(Listing from a box labeling dataset)
------------------------------------

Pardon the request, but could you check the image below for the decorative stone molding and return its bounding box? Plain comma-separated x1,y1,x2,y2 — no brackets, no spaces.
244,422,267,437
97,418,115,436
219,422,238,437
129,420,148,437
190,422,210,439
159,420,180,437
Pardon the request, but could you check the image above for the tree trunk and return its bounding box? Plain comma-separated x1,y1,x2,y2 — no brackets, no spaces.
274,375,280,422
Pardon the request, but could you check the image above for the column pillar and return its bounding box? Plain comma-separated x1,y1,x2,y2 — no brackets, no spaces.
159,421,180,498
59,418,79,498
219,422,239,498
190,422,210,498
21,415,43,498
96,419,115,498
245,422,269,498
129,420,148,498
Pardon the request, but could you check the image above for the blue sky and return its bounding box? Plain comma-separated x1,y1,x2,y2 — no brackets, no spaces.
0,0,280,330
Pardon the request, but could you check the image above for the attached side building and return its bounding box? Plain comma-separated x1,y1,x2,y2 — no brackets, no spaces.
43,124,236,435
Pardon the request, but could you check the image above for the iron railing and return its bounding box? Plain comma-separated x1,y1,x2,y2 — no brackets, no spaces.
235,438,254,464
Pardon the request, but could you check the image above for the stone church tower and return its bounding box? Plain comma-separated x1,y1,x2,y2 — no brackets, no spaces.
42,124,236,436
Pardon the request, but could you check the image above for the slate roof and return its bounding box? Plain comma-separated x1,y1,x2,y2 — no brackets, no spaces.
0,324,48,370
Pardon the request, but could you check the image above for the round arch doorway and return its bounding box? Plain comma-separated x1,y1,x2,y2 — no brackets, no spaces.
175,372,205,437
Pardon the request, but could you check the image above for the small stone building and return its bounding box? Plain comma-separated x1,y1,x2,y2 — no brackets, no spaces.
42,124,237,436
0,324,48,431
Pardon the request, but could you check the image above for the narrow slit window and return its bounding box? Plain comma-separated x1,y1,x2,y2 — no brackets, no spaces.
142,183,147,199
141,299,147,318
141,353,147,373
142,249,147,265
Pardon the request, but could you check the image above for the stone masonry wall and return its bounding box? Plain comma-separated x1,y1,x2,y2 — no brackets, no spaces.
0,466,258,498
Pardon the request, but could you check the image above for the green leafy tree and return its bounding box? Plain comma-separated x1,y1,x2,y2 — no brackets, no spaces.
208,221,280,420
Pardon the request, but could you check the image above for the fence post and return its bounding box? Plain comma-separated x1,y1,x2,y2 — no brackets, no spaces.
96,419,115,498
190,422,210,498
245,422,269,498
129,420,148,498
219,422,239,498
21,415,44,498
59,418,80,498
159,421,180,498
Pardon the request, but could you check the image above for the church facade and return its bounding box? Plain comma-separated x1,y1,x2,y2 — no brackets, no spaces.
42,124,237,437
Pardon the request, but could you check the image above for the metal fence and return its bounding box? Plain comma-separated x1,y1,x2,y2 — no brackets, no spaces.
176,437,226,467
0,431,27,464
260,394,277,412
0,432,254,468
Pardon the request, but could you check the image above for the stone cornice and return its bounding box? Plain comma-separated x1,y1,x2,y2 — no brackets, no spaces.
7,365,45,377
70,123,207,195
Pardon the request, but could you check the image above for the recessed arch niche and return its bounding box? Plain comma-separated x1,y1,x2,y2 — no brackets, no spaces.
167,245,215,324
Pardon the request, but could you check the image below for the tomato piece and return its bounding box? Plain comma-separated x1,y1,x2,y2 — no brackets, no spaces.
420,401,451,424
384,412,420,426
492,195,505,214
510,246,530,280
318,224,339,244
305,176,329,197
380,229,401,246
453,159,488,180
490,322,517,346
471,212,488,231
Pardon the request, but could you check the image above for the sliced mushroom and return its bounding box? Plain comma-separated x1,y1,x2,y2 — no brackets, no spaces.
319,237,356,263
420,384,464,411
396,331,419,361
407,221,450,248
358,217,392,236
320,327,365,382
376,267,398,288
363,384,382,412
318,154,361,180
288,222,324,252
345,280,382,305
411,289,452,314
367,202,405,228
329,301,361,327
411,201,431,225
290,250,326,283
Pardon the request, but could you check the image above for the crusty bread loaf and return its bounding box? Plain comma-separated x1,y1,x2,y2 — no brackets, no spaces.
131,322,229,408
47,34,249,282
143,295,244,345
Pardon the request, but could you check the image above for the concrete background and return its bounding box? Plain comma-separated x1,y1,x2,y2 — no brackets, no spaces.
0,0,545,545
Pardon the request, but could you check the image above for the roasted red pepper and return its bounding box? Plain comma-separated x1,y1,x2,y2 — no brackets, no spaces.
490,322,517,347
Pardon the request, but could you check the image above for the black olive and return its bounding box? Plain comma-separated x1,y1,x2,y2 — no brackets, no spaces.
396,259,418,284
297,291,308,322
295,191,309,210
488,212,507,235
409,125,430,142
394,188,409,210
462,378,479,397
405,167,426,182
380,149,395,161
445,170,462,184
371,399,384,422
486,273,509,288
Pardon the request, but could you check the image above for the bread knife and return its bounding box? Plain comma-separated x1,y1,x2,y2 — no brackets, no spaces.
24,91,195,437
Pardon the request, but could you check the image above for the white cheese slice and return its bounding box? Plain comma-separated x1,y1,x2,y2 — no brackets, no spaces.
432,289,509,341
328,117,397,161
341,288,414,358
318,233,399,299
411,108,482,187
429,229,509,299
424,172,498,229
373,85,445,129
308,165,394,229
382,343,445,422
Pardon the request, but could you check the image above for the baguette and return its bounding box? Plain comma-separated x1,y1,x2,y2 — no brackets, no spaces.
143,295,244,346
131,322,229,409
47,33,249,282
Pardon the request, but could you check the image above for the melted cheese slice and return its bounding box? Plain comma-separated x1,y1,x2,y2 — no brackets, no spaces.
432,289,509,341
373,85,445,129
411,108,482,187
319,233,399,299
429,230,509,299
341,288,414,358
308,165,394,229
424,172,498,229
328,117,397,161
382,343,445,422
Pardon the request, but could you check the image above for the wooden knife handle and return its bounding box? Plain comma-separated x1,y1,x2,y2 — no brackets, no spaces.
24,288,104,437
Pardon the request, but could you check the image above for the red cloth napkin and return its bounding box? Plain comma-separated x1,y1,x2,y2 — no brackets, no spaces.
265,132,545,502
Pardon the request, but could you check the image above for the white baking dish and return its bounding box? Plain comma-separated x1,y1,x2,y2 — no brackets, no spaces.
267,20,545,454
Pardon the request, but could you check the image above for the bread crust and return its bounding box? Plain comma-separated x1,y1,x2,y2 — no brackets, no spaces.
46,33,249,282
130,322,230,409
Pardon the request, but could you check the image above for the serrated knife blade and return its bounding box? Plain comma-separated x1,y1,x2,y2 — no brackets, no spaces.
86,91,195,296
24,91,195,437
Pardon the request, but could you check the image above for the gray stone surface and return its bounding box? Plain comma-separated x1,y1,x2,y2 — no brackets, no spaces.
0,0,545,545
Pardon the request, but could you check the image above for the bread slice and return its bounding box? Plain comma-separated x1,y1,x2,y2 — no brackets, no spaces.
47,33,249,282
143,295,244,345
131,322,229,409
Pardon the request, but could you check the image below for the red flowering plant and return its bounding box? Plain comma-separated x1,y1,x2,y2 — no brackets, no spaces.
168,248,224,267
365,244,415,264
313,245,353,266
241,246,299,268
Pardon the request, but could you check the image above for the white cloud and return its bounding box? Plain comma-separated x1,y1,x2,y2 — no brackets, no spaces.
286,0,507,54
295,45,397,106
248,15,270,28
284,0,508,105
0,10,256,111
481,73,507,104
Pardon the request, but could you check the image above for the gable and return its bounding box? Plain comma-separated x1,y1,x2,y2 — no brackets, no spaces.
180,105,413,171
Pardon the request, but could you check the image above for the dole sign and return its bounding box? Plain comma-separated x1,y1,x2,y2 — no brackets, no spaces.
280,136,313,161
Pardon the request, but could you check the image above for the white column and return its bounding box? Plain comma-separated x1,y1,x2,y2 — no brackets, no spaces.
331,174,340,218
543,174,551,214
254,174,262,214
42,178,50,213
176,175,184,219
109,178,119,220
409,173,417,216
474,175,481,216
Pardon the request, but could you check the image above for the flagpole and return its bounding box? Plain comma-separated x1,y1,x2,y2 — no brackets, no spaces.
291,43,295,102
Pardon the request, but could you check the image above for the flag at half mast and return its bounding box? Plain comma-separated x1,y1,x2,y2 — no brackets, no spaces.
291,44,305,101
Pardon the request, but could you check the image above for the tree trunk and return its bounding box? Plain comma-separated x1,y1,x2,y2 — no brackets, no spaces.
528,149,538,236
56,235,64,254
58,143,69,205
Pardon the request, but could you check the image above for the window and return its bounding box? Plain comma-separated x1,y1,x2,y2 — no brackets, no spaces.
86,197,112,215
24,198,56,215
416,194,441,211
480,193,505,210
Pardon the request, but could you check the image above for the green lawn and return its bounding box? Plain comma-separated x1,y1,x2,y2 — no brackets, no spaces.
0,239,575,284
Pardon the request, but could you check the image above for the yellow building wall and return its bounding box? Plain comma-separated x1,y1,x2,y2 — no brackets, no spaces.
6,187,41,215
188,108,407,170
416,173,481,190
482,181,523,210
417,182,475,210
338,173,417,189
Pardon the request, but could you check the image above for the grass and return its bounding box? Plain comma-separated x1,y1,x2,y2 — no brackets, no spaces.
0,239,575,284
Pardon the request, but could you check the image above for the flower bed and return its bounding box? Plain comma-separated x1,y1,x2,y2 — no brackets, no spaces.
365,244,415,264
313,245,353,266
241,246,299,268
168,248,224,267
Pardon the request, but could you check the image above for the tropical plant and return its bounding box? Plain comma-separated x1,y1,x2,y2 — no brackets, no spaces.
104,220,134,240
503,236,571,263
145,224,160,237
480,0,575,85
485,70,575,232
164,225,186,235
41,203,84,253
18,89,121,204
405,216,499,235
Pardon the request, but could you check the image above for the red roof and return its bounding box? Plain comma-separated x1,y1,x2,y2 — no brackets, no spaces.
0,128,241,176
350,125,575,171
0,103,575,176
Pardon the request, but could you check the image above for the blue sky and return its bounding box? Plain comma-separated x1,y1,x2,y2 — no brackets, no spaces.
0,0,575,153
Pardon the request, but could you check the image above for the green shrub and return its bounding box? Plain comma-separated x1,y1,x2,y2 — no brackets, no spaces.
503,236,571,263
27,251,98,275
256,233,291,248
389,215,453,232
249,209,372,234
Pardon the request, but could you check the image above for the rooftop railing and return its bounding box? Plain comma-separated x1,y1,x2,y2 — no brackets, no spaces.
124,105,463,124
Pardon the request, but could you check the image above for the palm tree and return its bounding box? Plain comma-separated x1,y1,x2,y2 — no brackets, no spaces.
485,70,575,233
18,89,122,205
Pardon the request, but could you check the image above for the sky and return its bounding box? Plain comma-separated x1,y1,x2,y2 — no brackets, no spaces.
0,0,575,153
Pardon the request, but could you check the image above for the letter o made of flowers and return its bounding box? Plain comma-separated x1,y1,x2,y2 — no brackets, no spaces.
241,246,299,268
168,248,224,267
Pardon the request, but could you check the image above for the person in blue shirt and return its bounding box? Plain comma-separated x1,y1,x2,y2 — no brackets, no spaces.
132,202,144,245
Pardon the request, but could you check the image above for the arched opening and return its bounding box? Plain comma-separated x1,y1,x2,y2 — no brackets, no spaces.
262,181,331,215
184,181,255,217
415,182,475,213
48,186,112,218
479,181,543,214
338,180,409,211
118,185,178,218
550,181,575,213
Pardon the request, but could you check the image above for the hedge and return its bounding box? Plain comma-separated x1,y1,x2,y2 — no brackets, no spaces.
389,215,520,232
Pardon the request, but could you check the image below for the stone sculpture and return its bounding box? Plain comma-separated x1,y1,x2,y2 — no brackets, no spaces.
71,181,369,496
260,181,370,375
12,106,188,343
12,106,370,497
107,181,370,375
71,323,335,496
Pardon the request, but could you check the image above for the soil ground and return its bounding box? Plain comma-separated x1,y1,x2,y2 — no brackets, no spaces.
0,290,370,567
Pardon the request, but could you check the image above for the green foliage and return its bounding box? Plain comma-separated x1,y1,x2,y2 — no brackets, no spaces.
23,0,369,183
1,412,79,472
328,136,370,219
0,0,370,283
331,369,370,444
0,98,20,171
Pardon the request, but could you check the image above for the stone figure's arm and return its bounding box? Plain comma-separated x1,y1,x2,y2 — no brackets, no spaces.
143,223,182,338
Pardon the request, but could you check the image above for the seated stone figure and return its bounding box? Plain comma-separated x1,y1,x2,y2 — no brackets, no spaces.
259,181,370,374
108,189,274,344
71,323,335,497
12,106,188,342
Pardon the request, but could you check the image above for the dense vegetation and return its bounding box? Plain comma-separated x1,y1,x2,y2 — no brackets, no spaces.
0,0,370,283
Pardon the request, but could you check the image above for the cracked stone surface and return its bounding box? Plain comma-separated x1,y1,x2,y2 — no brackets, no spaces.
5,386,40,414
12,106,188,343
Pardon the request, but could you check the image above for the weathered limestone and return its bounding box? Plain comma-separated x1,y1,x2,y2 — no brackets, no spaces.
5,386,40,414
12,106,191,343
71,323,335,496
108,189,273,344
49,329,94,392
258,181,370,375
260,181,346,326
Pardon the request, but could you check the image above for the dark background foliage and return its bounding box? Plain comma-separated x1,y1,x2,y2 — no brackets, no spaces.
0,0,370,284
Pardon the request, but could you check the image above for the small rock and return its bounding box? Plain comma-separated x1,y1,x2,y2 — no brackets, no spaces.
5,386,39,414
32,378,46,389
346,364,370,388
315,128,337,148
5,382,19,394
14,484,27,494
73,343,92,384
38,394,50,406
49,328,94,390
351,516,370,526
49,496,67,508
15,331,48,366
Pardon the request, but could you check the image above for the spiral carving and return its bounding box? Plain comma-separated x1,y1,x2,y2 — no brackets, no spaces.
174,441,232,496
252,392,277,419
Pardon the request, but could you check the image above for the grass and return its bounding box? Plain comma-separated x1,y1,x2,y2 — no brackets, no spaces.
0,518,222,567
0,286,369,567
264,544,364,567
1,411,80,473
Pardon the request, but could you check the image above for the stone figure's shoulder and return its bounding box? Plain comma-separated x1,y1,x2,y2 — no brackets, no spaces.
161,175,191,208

------------------------------------

● Problem to work on
Turn the stretch of the listing from the line containing "for the soil" through the line containing "0,290,370,567" into a JSON list of strings, one string per line. Include only those lines.

● Exercise result
[
  "Pardon the request, but could you check the image above for the soil ground and return its bounding box? Plain comma-separated x1,y1,x2,y2 — no brackets, no spaces.",
  "0,290,370,567"
]